# Exercise aim
Locate every line in the entries below that contains the word "foliage", and copy each of those lines in full.

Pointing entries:
--
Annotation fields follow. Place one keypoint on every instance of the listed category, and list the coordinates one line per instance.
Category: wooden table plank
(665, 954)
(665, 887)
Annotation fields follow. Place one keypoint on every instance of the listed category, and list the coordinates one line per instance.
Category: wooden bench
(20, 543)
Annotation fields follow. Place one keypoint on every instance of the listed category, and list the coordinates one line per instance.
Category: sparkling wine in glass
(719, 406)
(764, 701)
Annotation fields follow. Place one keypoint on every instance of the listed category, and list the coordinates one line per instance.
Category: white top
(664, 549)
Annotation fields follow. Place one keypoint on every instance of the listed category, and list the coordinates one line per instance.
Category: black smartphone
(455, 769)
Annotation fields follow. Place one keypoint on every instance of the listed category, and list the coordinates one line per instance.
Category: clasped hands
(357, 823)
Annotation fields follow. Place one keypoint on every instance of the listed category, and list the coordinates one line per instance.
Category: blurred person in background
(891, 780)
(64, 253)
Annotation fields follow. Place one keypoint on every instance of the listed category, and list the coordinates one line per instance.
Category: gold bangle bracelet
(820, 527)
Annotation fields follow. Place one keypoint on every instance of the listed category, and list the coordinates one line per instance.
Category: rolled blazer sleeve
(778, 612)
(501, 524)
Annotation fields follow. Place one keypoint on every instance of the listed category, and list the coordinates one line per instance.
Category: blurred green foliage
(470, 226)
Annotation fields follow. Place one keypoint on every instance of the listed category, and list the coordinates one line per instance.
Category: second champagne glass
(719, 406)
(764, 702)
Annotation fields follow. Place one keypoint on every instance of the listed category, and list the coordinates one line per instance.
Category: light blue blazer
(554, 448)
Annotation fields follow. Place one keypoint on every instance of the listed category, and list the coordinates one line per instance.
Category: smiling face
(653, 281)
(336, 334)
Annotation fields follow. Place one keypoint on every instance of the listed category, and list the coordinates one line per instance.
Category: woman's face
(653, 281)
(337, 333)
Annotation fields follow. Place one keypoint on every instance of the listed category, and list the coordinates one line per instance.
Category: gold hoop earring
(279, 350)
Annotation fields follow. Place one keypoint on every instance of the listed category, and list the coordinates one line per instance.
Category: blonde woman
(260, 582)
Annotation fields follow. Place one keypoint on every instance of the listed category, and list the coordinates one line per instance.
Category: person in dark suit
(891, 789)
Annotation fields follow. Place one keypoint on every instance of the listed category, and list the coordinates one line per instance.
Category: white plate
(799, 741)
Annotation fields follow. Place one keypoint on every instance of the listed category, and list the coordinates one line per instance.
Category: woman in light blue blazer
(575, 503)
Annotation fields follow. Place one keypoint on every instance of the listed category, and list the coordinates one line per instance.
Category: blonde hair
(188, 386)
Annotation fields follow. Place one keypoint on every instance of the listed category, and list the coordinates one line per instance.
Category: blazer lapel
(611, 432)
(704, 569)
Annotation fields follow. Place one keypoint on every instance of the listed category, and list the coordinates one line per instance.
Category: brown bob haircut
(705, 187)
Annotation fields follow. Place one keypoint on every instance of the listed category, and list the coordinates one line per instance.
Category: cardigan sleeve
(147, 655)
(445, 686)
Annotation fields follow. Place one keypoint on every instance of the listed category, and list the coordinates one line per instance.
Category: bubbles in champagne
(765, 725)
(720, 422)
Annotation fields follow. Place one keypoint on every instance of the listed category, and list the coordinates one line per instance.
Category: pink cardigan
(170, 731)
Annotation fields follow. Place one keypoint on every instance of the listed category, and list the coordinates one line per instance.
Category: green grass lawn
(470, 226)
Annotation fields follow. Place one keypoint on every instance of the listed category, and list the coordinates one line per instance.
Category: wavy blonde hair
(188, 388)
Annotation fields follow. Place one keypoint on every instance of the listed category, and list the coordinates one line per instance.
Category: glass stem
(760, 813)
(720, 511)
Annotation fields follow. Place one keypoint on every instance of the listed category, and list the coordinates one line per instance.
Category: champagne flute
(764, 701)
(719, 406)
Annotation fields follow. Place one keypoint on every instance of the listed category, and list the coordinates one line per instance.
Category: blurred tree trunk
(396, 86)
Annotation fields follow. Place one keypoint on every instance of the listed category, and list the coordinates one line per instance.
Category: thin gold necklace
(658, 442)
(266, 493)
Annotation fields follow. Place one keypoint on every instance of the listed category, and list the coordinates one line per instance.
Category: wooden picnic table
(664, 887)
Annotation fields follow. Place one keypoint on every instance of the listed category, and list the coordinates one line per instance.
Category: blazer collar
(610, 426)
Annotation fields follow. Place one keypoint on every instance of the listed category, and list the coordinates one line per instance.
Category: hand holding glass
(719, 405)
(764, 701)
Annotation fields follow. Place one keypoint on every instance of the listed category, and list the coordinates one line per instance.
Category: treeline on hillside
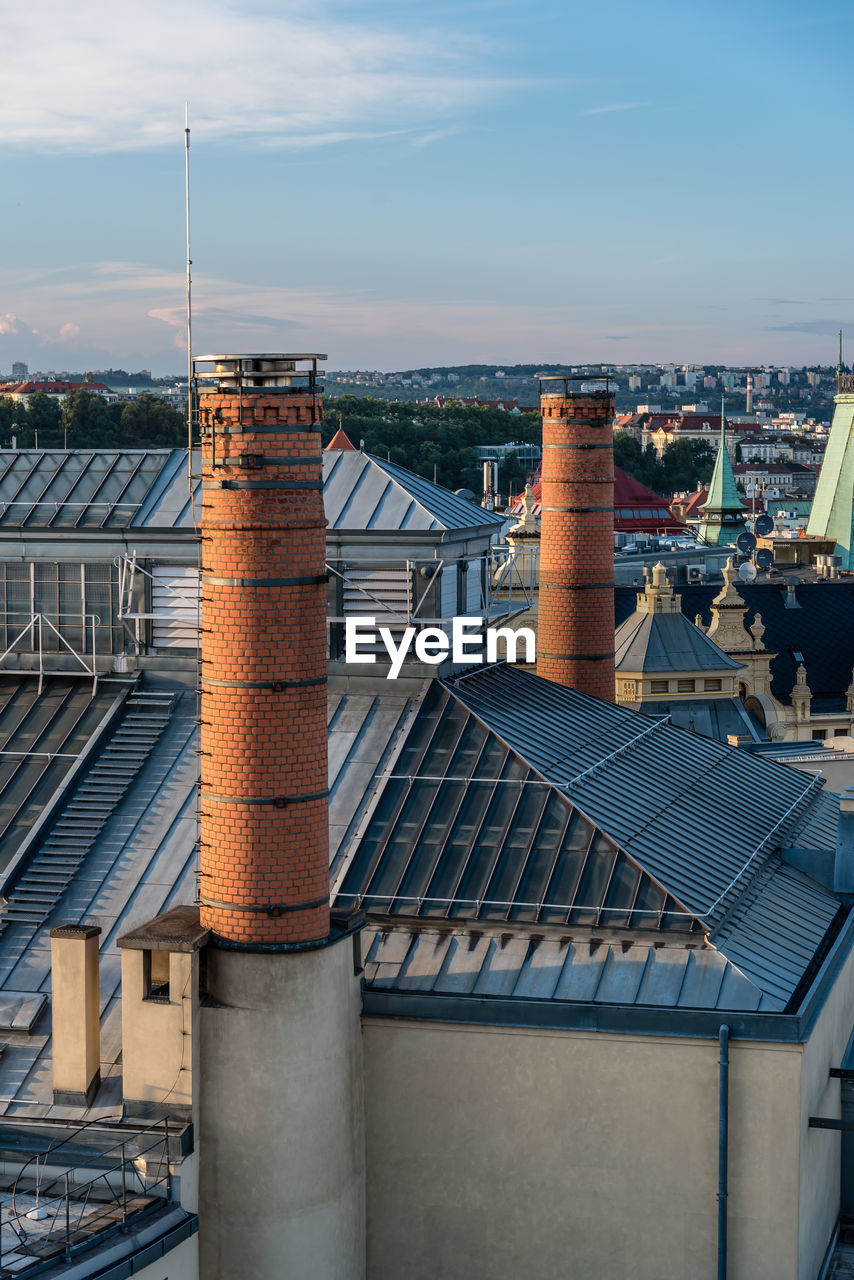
(433, 440)
(83, 420)
(429, 439)
(683, 465)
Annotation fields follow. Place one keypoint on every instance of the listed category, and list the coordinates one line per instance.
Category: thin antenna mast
(190, 311)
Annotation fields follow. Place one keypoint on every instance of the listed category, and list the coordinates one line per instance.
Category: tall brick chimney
(264, 809)
(575, 640)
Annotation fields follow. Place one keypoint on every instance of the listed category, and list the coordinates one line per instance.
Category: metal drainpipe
(722, 1142)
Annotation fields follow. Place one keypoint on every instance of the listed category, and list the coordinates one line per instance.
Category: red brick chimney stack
(575, 640)
(264, 809)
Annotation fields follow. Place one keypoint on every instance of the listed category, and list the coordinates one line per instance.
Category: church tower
(722, 511)
(832, 511)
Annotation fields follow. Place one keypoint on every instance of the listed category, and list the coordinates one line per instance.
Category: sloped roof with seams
(76, 488)
(820, 630)
(516, 800)
(364, 493)
(667, 641)
(492, 963)
(645, 782)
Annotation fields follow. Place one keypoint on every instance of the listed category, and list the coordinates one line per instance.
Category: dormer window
(155, 976)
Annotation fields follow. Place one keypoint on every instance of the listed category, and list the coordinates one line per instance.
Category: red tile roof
(339, 442)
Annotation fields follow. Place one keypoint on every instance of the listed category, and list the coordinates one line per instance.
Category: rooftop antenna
(722, 421)
(190, 312)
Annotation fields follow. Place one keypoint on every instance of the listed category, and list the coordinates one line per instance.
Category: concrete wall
(505, 1152)
(282, 1174)
(179, 1264)
(820, 1148)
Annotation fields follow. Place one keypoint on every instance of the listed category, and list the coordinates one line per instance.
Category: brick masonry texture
(575, 641)
(264, 814)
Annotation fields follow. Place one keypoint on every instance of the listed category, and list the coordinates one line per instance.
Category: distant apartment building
(56, 389)
(776, 476)
(529, 455)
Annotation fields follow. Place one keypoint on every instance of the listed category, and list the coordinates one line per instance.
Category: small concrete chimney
(264, 810)
(76, 1014)
(844, 860)
(575, 640)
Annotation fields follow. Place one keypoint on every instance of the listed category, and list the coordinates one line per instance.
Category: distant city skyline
(411, 186)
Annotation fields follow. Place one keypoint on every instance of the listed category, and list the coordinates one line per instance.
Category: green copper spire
(832, 511)
(722, 510)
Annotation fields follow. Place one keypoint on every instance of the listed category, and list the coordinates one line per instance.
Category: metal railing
(35, 629)
(74, 1205)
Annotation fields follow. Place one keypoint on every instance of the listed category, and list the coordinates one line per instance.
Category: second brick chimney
(575, 638)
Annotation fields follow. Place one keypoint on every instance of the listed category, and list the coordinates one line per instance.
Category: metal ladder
(83, 817)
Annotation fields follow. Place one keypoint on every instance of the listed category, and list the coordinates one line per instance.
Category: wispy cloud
(816, 327)
(119, 312)
(293, 73)
(612, 106)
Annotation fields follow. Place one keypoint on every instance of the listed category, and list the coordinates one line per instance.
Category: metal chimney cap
(249, 356)
(256, 371)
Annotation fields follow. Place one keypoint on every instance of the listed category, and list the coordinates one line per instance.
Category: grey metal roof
(698, 816)
(667, 641)
(144, 863)
(466, 828)
(364, 493)
(711, 717)
(41, 736)
(141, 864)
(777, 927)
(519, 965)
(76, 488)
(817, 828)
(361, 732)
(168, 504)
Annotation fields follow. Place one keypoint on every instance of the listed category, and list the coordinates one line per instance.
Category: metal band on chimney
(305, 580)
(265, 908)
(278, 686)
(277, 801)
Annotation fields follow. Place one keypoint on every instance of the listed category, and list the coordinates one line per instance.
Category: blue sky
(414, 183)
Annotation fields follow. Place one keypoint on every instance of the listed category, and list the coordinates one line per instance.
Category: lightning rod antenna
(190, 311)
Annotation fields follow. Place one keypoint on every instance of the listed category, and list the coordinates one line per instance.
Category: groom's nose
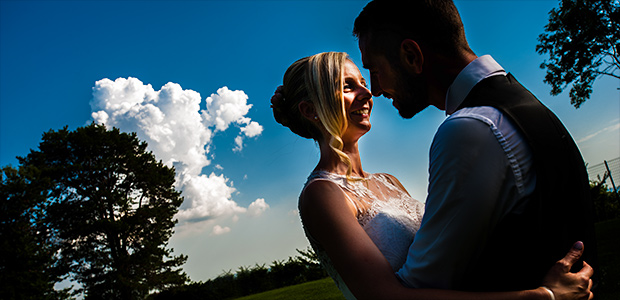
(375, 87)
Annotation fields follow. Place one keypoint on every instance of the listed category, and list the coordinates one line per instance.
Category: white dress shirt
(480, 168)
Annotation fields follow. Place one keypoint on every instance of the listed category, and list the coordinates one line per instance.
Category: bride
(362, 224)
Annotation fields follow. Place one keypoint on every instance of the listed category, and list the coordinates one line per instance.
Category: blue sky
(242, 172)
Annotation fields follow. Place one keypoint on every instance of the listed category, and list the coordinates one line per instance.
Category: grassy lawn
(609, 261)
(314, 290)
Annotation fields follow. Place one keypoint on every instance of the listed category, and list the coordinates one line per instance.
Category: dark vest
(560, 212)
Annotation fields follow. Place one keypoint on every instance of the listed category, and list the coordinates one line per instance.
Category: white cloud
(610, 128)
(219, 230)
(180, 134)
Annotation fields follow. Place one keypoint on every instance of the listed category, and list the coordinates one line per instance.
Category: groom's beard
(413, 95)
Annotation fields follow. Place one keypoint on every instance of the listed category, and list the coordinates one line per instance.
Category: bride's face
(357, 102)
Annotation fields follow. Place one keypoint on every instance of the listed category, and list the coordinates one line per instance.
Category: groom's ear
(411, 55)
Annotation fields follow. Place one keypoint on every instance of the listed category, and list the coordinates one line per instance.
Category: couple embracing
(508, 192)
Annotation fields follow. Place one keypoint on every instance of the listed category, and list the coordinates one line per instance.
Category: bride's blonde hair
(317, 79)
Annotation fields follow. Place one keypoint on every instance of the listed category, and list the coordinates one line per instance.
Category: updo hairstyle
(317, 79)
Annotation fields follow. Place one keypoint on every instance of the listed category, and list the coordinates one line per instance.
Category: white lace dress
(390, 218)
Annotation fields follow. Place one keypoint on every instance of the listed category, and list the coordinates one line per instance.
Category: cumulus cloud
(179, 133)
(218, 230)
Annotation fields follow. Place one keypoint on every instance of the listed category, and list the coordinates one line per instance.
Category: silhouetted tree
(110, 207)
(583, 42)
(28, 261)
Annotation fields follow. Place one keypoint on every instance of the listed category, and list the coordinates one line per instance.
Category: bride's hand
(566, 285)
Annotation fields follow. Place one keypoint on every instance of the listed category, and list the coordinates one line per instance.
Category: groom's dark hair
(435, 24)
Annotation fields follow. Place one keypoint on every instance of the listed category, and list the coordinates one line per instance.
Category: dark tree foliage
(28, 268)
(251, 280)
(583, 42)
(110, 207)
(606, 201)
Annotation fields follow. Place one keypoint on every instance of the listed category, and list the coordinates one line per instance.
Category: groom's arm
(467, 169)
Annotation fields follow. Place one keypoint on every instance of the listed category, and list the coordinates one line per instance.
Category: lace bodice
(385, 211)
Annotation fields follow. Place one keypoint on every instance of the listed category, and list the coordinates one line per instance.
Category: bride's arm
(330, 219)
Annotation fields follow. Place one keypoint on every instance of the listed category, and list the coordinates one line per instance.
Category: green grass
(609, 264)
(608, 245)
(323, 289)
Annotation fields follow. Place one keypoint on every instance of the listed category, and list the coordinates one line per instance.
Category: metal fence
(608, 171)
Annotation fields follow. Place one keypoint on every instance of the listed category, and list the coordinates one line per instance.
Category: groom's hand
(567, 285)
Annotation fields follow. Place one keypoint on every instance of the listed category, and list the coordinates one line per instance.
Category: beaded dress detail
(388, 214)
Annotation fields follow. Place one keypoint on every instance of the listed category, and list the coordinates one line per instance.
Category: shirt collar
(480, 68)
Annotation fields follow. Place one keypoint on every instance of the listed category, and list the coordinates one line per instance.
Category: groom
(508, 190)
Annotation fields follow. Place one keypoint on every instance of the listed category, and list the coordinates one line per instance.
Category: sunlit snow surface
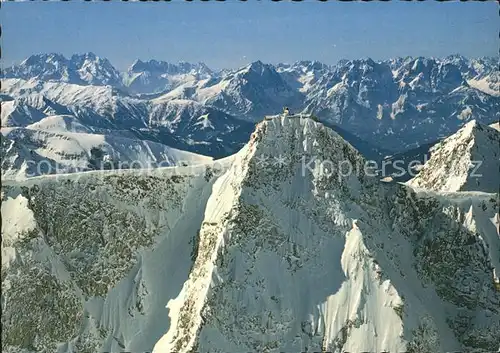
(240, 255)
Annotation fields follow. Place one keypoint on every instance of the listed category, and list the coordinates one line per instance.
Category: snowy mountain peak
(82, 69)
(468, 160)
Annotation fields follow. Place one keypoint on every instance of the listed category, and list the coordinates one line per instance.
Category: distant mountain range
(392, 105)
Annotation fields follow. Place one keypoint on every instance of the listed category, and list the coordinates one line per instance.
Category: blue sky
(231, 34)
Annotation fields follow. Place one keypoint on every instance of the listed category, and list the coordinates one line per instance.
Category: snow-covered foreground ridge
(248, 257)
(465, 161)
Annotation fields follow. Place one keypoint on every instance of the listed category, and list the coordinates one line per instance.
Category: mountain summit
(280, 247)
(466, 161)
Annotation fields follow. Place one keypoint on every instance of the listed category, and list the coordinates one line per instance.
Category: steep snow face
(277, 248)
(294, 260)
(468, 160)
(89, 261)
(48, 148)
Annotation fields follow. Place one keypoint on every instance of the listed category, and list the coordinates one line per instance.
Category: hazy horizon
(231, 35)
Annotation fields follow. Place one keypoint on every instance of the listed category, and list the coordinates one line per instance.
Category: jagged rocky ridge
(251, 253)
(467, 160)
(396, 104)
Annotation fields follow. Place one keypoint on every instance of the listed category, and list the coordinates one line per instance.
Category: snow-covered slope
(61, 141)
(294, 260)
(397, 104)
(257, 252)
(468, 160)
(159, 76)
(79, 69)
(402, 104)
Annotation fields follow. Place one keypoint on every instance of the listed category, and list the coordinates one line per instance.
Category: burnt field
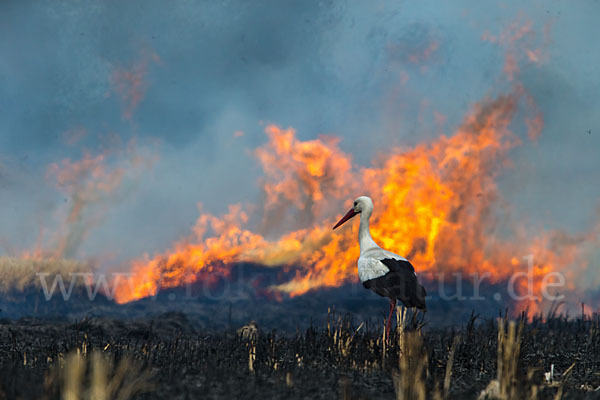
(166, 356)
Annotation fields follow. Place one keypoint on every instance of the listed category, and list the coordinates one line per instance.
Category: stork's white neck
(364, 234)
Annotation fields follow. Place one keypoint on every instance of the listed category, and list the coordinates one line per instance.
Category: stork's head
(362, 204)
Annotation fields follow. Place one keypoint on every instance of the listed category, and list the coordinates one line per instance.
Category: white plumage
(382, 271)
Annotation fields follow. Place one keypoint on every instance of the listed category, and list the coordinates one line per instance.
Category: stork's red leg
(389, 321)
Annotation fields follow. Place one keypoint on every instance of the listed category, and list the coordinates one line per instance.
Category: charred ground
(334, 358)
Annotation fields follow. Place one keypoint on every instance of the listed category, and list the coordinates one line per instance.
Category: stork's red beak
(346, 217)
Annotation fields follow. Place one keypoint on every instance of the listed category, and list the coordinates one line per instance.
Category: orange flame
(435, 204)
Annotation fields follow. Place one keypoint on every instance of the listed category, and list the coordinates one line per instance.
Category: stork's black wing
(400, 283)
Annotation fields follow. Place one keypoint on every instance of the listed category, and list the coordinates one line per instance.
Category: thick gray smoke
(194, 83)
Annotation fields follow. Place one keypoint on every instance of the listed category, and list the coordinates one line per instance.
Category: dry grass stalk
(97, 378)
(509, 349)
(449, 364)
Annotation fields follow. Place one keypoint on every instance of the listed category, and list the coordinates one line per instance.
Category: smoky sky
(376, 74)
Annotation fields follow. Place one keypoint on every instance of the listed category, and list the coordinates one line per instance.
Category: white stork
(382, 271)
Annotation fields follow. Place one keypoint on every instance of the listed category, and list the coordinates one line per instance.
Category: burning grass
--
# Completed exercise
Category: blurred green foliage
Category: dark tree foliage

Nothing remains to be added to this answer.